• **Teks Bacaan**:
##########

Seorang anak yang lahir dan dibesarkan di kota Pare Pare, Sulawesi Selatan. Anak ke-empat dari delapan bersaudara atas perkawinan antara Alwi Abdul Jalil Habibie dan R.A. Tuti Marini Puspowardojo. Apabila diperhatikan dari garis keturunan sang ibu, dia adalah generasi keempat dari Tjitrowardojo, seorang terdidik yang telah meraih gelar dokter dalam usia 19 tahun. (A. Makmur Makka, 2008, h.23).

B.J. Habibie pun menceritakan keheranannya tersebut didalam bukunya, Detik-Detik Yang Menentukan, B.J. Habibie (2006), dia mengatakan kepada Soeharto "Mengapa saya? Banyak orang yang lebih senior, lebih pintar, lebih pandai dan lebih berpengalaman dari diri saya." Tetapi seorang Soeharto yang terkenal dengan ketegasan dan keras kepalanya tetap saja memberikan kepercayaannya kepada B.J Habibie untuk memegang jabatan yang akan ditinggalkannya.

##########

• **Cuplikan Data**:

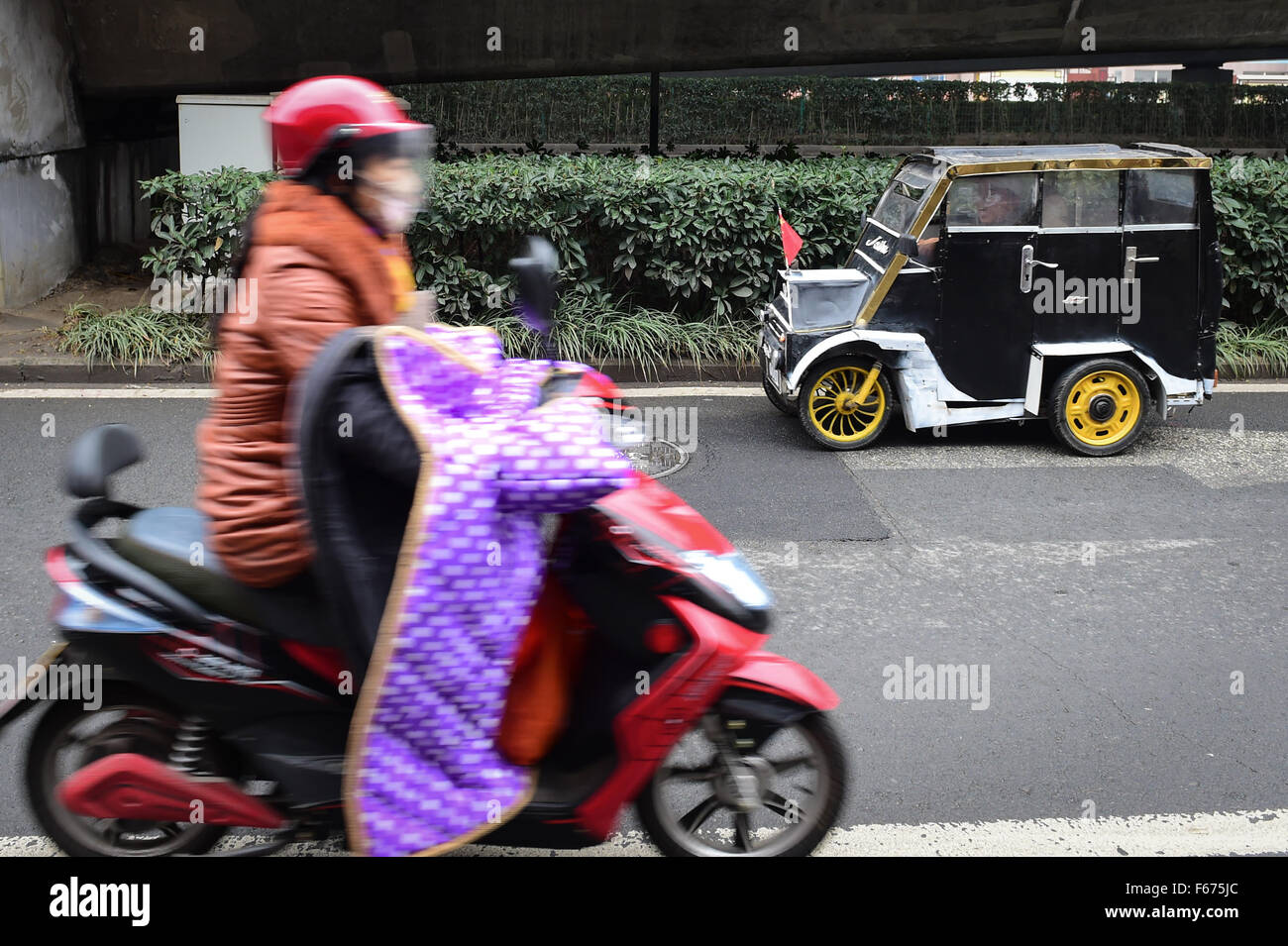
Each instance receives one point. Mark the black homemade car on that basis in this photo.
(1081, 283)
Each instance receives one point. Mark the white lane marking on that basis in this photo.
(1216, 459)
(632, 391)
(1140, 835)
(99, 392)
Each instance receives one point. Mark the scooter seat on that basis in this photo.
(176, 532)
(172, 543)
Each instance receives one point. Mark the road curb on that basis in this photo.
(72, 369)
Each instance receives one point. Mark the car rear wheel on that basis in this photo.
(1099, 407)
(829, 407)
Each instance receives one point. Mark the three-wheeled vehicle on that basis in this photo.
(1081, 283)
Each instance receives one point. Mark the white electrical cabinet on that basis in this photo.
(218, 130)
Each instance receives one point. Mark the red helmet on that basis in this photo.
(312, 116)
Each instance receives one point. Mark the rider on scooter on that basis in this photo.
(325, 253)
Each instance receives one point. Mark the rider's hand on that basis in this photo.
(423, 310)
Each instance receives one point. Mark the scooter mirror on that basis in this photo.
(537, 274)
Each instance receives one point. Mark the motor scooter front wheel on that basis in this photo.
(68, 738)
(739, 787)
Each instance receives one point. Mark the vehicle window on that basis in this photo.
(993, 200)
(1080, 198)
(1160, 197)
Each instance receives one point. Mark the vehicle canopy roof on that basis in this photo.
(1054, 158)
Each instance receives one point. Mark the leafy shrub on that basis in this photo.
(196, 219)
(681, 242)
(1250, 201)
(845, 110)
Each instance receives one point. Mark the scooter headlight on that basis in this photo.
(732, 573)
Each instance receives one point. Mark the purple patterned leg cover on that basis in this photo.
(423, 771)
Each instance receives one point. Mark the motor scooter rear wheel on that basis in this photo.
(68, 738)
(772, 791)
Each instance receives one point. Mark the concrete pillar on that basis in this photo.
(40, 134)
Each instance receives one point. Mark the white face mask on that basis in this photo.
(395, 207)
(395, 213)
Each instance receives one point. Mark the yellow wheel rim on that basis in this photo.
(1102, 408)
(835, 409)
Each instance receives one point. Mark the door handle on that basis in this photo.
(1132, 259)
(1026, 264)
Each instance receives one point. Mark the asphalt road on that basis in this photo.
(1111, 600)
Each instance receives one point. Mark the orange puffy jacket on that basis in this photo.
(314, 269)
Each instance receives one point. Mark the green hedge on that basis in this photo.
(695, 240)
(835, 110)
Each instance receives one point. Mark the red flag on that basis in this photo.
(793, 241)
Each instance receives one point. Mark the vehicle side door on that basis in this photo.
(1160, 263)
(986, 323)
(1077, 293)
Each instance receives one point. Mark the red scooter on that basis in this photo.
(722, 747)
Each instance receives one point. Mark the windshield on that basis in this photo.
(903, 198)
(894, 216)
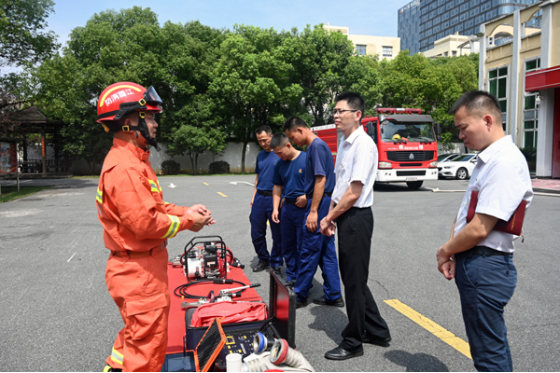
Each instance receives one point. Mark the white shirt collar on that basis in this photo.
(495, 148)
(350, 140)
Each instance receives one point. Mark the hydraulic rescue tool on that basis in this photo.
(224, 296)
(206, 258)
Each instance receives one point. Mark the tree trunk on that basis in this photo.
(193, 163)
(243, 150)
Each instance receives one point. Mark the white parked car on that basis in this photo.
(460, 167)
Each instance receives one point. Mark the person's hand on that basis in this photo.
(328, 228)
(200, 221)
(275, 217)
(442, 257)
(449, 269)
(201, 209)
(301, 202)
(312, 221)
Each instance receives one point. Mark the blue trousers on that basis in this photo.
(486, 285)
(260, 214)
(291, 226)
(318, 250)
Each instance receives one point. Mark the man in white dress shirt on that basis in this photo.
(356, 168)
(478, 257)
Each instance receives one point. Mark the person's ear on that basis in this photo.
(489, 122)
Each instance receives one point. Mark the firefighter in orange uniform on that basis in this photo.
(137, 224)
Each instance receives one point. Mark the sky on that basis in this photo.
(371, 17)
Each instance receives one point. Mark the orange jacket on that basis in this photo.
(130, 202)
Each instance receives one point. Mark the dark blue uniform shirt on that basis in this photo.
(319, 163)
(291, 176)
(266, 161)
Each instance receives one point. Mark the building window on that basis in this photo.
(498, 80)
(531, 111)
(387, 51)
(361, 49)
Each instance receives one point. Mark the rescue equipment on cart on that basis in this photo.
(207, 258)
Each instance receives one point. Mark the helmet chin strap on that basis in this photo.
(144, 131)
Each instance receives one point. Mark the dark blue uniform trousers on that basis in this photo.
(318, 250)
(291, 226)
(260, 214)
(486, 285)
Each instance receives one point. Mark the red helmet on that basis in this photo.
(123, 98)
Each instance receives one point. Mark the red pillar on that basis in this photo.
(556, 146)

##########

• **Soal Latihan**:
1. Ringkaslah teks tentang B.J. Habibie dalam dua kalimat.
2. Lanjutkan teks tentang B.J. Habibie dari kalimat terakhirnya.
Data tersebut tidak memiliki kaitan apa pun dengan teks bacaan.

• **Hasil Jawaban**:
1. Teks ini menggambarkan seorang anak yang lahir dan dibesarkan di Pare Pare, Sulawesi Selatan, sebagai anak keempat dari delapan bersaudara pasangan Alwi Abdul Jalil Habibie dan R.A. Tuti Marini Puspowardojo, yang dari garis ibu merupakan generasi keempat Tjitrowardojo, seorang dokter bergelar pada usia 19 tahun. Dalam bukunya, B.J. Habibie menceritakan keheranannya karena Soeharto, meskipun banyak orang lain lebih senior dan berpengalaman, tetap mempercayakan kepadanya jabatan yang akan ditinggalkan Soeharto.

2.
Dilantiklah B.J. Habibie pada tanggal 21 Mei 1998 untuk menjadi Presiden RI yang ketiga menggantikan pak Harto. Sulit bukan main mengendalikan kembali negara yang sebelumnya telah dikelilingi oleh berbagai masalah didalam maupun diluar negeri. Seratus hari yang cukup berat untuk Presiden RI ketiga kita menghadapi masalah multikompleks dan multidimensi. Menamakan kabinetnya dengan sebutan Kabinet Reformasi Pembangunan, B.J. Habibie bersama jajaran menterinya terus berupaya mengembalikan citra Pemerintah di mata dunia ataupun di mata rakyat.

Walaupun umur jabatannya hanyalah dapat dikatakan seumur jagung karena memang B.J. Habibie hanyalah memimpin Indonesia selama kurang lebih 17 bulan, tetapi setidaknya, B.J. Habibie sudah dapat setidaknya mengembalikan citra baik Indonesia dan Pemerintah seperti dahulu. Sebelum nantinya dinyatakan turun jabatan pada tanggal 20 Oktober 1999 yang kemudian digantikan oleh Abdurrahman Wahid, seorang Kyai dari Jombang.

4. Gus Dur

Dr. K.H. Abdurrahman Wahid, seorang kiai besar dari Jombang, Jawa Timur. Cucu dan anak dari salah seorang pahlawan perjuangan Indonesia, yakni Hasyim Asy'ari dan Wahid Hasyim. Anak sulung dari 6 bersaudara atas perkawinan Wahid Hasyim dan Solichah. Gus Dur adalah seorang tokoh yang sangat dipandang enteng, tetapi juga sangat dihormati, dan sekaligus seorang tokoh yang sangat popular.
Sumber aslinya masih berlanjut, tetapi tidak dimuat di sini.